→ **What you are asked to do**
Using the data below, copy out all lines with the word "plant".
(Data supplied begins)
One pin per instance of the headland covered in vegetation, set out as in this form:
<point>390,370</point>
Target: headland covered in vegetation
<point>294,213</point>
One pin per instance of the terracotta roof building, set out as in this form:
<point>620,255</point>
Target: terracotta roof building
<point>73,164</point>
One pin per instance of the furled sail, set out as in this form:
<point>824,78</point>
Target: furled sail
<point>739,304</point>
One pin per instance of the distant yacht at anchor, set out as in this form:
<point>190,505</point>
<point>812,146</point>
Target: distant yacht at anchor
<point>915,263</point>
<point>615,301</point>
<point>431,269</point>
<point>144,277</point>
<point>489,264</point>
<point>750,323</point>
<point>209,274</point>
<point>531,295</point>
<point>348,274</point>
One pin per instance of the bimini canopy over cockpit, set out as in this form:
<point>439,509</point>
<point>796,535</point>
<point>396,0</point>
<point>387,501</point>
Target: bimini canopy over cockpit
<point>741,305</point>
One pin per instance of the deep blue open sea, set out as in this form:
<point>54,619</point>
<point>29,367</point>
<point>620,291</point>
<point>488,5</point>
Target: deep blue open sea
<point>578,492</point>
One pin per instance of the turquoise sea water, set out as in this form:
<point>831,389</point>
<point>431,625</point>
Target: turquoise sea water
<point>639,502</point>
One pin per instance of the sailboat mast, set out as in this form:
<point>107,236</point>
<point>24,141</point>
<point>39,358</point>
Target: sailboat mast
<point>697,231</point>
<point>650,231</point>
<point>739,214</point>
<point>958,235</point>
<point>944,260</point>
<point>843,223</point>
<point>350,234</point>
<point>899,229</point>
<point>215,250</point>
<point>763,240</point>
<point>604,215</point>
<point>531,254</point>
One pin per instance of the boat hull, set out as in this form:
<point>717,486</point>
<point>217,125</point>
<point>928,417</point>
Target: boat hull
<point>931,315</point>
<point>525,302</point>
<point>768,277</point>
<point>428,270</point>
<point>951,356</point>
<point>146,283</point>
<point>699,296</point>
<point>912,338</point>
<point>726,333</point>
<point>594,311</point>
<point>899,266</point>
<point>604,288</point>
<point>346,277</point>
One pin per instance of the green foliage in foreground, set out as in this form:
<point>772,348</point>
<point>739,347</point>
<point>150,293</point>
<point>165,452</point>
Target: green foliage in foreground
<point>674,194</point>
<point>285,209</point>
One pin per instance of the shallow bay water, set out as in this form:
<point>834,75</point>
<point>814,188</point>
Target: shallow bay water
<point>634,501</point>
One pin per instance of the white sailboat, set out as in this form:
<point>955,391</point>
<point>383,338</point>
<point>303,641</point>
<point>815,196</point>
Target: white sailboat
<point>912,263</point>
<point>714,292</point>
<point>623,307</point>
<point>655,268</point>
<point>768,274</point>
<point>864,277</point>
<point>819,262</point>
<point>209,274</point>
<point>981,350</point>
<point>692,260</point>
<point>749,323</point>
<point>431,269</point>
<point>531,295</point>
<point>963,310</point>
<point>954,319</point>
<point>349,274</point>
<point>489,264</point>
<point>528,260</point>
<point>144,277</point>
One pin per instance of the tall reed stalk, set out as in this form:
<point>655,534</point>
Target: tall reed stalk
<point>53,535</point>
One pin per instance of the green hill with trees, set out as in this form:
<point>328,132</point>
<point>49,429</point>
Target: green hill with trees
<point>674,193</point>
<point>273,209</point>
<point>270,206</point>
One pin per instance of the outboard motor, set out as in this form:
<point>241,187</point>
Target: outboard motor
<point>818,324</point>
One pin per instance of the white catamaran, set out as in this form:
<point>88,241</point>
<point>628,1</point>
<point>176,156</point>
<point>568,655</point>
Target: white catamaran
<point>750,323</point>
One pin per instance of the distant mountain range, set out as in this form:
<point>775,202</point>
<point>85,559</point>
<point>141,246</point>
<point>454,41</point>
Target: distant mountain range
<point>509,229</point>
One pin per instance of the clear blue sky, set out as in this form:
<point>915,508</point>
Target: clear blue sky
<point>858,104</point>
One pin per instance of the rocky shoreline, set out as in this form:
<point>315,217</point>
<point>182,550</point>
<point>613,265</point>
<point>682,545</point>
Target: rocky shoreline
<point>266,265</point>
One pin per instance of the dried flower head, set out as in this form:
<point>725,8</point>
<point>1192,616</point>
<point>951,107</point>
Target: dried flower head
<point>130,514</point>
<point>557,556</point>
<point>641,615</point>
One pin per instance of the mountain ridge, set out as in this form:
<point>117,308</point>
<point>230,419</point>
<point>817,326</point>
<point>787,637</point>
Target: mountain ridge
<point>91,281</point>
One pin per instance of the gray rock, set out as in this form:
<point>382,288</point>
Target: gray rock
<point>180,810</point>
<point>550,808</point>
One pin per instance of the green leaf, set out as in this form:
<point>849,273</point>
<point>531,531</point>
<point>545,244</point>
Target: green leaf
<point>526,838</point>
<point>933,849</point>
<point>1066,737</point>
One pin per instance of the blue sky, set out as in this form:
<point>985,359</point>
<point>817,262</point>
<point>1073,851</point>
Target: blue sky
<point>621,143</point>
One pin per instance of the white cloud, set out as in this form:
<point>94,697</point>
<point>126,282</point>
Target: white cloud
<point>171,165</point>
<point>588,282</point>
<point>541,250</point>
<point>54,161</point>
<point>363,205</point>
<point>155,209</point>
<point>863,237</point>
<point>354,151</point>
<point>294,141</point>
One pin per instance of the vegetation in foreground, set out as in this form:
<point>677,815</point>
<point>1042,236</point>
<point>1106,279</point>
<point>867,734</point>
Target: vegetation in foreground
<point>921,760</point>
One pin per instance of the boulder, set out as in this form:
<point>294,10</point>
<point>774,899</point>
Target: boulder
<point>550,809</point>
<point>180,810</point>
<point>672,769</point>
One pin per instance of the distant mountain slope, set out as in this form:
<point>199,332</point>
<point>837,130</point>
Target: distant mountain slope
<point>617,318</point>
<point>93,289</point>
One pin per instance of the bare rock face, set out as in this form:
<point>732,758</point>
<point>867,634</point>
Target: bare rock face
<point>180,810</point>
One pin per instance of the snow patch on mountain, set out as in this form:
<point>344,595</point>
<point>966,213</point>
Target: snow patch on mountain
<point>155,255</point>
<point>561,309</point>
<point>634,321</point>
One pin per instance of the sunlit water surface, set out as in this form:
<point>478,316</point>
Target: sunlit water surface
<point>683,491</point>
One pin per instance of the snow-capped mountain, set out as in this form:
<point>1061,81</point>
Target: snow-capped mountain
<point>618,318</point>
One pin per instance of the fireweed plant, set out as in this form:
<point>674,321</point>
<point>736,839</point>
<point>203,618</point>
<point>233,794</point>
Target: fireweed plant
(Data supplied ends)
→ **Written answer**
One pin per instance of the fireweed plant, set out as in this form:
Target: fireweed plant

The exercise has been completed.